**Passage:**
##########
The two main talking points centred round two of the goals. Burnley had equalised via a bizarre referee’s decision when he awarded a penalty thinking that it was a Swansea player that had handled when in fact it was Vokes. With the benefit of replays it was clear as day but if the referee was unsighted then it was the only explanation. There was some thought at first that it was the player behind Vokes mauling him as they both went up, but the eventual consensus was it was awarded for the handball.

‘Never look a gift horse in the mouth,’ the old saying goes. Apparently it harks back to the olde days when the gift of a horse was a fine token of friendship. It was therefore thoroughly rude and ill-mannered to look in its mouth to examine its teeth, not just to see if it needed the dentist, but to gauge the horses age. In Greece it was the humble donkey not the horse. Gray duly accepted the gift, smacked the penalty home resisting the temptation to check the goalkeeper’s teeth. 1-1 then, Swansea glum and Burnley well thrilled; even more so when in they took the lead.

The pundits in the TV studies were stunned, so were we, could this be happening, was this the game to break the mould? Alas no, the inevitable equaliser came. But 2-2 and the game neared its conclusion. At home, hiding behind the settee counting the minutes, it looked as though another point was heading Burnley’s way but Llorente – and the referee – had other ideas. How close it was to 3-1 for Burnley however, when Gray put a great low ball across the box and Vokes was just a big toe away from poking it home. A fraction quicker and it would have been slotted home. Alas, for all his attributes, pace is not one of them.
##########
**Exercise data:**

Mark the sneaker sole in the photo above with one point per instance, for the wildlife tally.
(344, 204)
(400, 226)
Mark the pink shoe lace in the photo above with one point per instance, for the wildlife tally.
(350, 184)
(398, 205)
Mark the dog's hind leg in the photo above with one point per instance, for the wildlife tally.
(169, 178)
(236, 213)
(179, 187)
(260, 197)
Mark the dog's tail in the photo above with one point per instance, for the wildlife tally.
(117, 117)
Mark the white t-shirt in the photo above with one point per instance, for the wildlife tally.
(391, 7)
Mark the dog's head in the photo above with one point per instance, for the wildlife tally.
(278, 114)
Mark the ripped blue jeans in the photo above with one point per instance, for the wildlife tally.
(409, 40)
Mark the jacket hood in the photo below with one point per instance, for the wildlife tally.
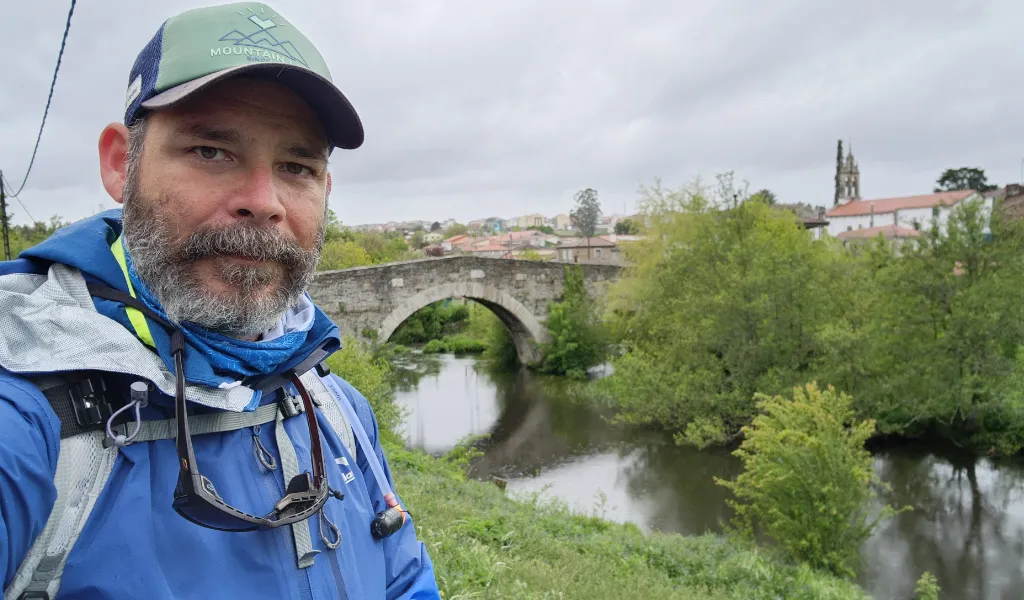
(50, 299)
##########
**Challenge 1:**
According to the match report, which player actually handled the ball in the incident that led to Burnley's penalty?
**Challenge 2:**
Reproduce the entries word for word, starting with the line containing "Mark the dog's head" and going on through the last line of the entries, and omit the pictures.

**Result 1:**
Vokes handled the ball.

**Result 2:**
Mark the dog's head in the photo above with one point per instance, for the wildlife tally.
(278, 114)
Mark the ripped blue jeans in the photo above with one point per instance, for the wildlife tally.
(409, 40)
Mark the jacket hood in the photo below with one point per instance, for the wildlife tally.
(50, 299)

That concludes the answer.